◆ EXERCISE DESCRIPTION: Exactly as written, please set down all of the entries again, with no pictures.
BEGIN THE DATA
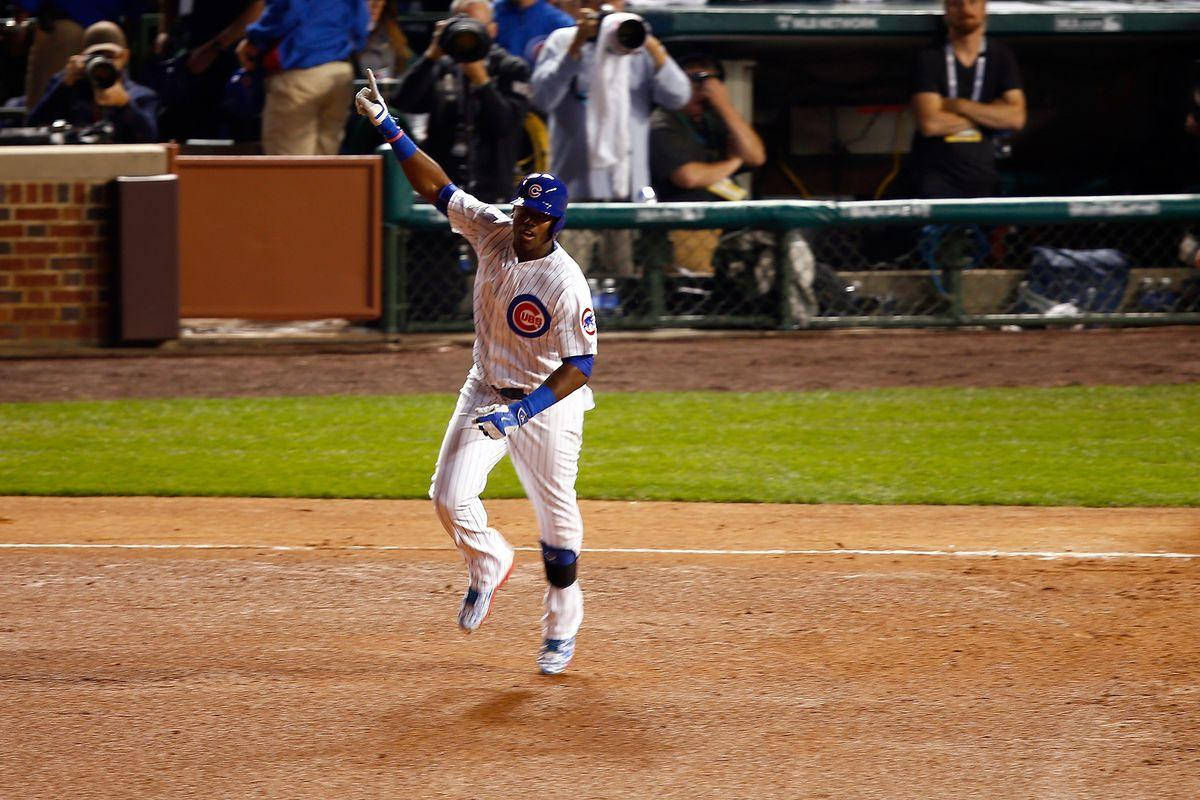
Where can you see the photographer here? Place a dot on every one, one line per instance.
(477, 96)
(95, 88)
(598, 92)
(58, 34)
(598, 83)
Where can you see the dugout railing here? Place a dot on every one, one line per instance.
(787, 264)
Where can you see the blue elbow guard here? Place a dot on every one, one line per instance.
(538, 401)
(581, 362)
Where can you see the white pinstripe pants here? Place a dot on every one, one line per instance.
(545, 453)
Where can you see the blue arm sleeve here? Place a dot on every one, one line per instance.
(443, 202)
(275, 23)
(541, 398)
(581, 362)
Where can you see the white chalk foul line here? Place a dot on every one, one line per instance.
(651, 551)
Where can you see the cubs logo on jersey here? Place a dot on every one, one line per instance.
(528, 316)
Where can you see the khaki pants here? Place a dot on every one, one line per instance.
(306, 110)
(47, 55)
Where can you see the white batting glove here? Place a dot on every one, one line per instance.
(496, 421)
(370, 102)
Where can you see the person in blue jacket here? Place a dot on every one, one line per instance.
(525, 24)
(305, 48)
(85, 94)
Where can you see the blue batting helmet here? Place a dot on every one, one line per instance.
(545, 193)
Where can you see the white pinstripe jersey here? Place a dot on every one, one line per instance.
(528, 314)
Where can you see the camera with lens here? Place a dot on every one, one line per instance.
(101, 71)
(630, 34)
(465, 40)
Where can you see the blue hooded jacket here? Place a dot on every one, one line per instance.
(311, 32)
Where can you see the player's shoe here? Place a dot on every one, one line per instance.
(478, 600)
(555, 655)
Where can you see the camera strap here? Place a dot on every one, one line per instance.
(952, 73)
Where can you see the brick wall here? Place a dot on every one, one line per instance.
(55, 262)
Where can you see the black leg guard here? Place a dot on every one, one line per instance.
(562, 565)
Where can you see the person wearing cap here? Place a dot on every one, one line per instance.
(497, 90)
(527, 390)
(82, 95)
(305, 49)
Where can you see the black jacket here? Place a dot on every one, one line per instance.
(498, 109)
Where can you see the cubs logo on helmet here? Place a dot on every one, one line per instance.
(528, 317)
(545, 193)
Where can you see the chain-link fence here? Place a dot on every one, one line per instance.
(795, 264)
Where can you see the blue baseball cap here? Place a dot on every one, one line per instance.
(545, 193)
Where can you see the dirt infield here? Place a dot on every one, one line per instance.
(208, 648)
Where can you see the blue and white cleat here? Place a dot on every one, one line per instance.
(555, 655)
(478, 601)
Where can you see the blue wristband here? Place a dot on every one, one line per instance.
END THE DATA
◆ SOLUTION TO THE PROBLEM:
Where can you see the photographer here? Place a dot on every one, one line per instance.
(477, 96)
(95, 88)
(598, 92)
(58, 34)
(598, 83)
Where can you see the dugout railing here? Place a dot on every one, one line per instance.
(787, 264)
Where can you see the blue elbow guard here? Place a dot on every one, one line per instance.
(538, 401)
(581, 362)
Where can you see the white pinstripe pants here? Place a dot on every one, one line per instance.
(545, 453)
Where can you see the blue arm sleeve here? Place a dot on every one, one line per instance.
(443, 202)
(275, 23)
(541, 398)
(581, 362)
Where can you see the white chalk foul line here? Place a dot on every one, one line per instance.
(651, 551)
Where can you see the cubs logo on jersey here? Place a dot on every one, one line per instance.
(528, 316)
Where can you see the khaki pants here? Place a dot on every one, one line per instance.
(306, 110)
(47, 55)
Where can you see the white batting glove here? Place a dot on every one, one line per instance.
(496, 421)
(370, 102)
Where can you see the person in blue jacket here? Place a dot on every one, one line per instance.
(525, 24)
(305, 48)
(85, 94)
Where can you see the blue batting helmet here? Place a dot on every one, one line per instance.
(545, 193)
Where can you see the white pinstripe jersey here? Place a dot on every one, one line per instance.
(528, 314)
Where can you see the camera with lens here? Place a dot on every one, one line per instance.
(101, 71)
(630, 34)
(465, 40)
Where can you see the blue hooded jacket here? Place a dot on every one, one line per instance.
(311, 32)
Where can you see the player's shoe here? Place a dot on every one, one line per instance.
(478, 600)
(555, 655)
Where can you see the camera strap here? Place a dot on every one, one line per instance.
(952, 73)
Where can you see the brick wall here? Place a dot on every one, one line per instance.
(55, 262)
Where can you see the black leg guard here? Place a dot on every one, one line per instance.
(562, 565)
Where can you see the person wearing cap here? Place a dot on every one, one line per instance.
(497, 90)
(527, 390)
(82, 95)
(305, 49)
Where can you see the black jacket here? Place a dot on every one, one line per instance.
(498, 109)
Where can you see the cubs logo on helmet here? Place a dot on every one, one line per instance.
(528, 317)
(545, 193)
Where can you see the chain-link fence here? Place a dot on every one, one line per instance.
(795, 264)
Where can you see the blue baseball cap here? Place a dot on every one, one line per instance.
(545, 193)
Where can you see the dirt infield here? Place a dot on every one, one line per instance.
(208, 648)
Where can you see the blue and white cleat here? Place a dot on every one, one line per instance.
(555, 655)
(478, 601)
Where can you see the blue wristband here? Place a dot on every one, one line per instance.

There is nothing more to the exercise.